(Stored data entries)
################

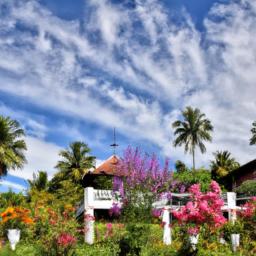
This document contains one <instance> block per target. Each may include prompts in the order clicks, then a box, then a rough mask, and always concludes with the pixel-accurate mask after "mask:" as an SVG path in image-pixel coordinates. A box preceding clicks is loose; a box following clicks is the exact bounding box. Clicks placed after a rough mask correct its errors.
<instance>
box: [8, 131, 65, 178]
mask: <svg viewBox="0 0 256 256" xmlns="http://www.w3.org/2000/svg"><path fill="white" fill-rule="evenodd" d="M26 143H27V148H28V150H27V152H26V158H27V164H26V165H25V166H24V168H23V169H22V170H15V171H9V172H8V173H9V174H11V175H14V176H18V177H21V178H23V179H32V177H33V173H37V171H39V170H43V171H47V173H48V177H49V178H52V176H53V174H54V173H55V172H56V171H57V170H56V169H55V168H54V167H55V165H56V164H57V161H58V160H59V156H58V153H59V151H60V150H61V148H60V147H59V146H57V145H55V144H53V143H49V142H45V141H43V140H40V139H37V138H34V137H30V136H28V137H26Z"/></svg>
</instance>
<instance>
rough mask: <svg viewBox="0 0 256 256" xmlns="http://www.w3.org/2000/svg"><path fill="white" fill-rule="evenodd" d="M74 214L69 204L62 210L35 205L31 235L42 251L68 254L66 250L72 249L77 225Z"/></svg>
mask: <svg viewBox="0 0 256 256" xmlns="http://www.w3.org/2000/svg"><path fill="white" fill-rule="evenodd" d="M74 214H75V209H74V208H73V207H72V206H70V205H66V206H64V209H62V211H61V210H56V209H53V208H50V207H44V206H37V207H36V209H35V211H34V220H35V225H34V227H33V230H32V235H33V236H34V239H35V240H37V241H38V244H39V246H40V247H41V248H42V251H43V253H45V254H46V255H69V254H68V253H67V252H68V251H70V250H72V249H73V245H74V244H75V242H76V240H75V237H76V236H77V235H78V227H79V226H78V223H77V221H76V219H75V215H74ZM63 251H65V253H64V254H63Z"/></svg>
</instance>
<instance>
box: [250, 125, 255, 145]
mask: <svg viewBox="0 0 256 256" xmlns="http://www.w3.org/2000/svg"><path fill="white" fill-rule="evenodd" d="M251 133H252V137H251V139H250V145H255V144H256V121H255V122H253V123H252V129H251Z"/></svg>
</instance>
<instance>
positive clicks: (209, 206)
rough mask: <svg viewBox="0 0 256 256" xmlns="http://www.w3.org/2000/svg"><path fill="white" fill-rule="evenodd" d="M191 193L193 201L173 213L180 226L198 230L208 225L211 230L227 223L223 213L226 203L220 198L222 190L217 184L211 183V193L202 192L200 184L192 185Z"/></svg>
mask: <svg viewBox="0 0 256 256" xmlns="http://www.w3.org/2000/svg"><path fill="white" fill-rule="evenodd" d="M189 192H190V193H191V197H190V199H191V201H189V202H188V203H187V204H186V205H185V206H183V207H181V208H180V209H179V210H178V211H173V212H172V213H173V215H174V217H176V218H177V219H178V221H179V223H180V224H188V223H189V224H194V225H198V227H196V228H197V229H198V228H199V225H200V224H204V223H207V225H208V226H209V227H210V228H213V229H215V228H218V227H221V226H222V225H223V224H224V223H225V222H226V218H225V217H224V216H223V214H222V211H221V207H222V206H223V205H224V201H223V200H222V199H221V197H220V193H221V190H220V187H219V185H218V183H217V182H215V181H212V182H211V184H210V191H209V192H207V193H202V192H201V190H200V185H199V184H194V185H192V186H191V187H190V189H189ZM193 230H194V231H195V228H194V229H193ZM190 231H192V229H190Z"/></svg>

################

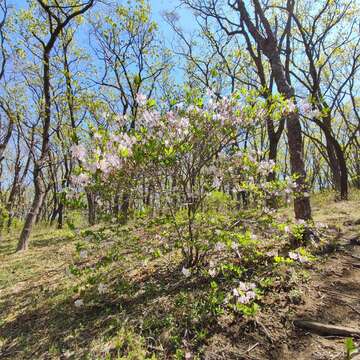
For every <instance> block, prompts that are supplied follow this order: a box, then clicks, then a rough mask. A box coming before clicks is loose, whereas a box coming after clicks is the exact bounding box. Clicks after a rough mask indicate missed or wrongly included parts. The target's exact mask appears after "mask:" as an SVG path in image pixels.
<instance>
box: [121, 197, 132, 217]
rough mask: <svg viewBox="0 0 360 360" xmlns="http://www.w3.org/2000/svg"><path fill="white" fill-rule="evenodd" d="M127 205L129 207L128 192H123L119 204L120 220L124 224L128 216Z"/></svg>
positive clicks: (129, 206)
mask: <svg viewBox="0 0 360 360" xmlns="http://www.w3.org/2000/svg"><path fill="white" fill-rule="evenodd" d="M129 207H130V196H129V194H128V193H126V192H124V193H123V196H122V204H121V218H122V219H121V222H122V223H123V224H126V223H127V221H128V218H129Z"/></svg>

################

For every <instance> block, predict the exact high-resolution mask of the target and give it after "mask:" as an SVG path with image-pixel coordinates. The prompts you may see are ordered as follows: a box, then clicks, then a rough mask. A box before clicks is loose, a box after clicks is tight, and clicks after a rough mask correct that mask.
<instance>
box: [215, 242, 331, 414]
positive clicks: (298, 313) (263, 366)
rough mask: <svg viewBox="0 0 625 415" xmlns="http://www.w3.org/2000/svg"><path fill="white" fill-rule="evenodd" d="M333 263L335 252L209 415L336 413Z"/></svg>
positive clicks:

################

Give only the number of lines above that hold the string "with".

Output for this exercise ▸
2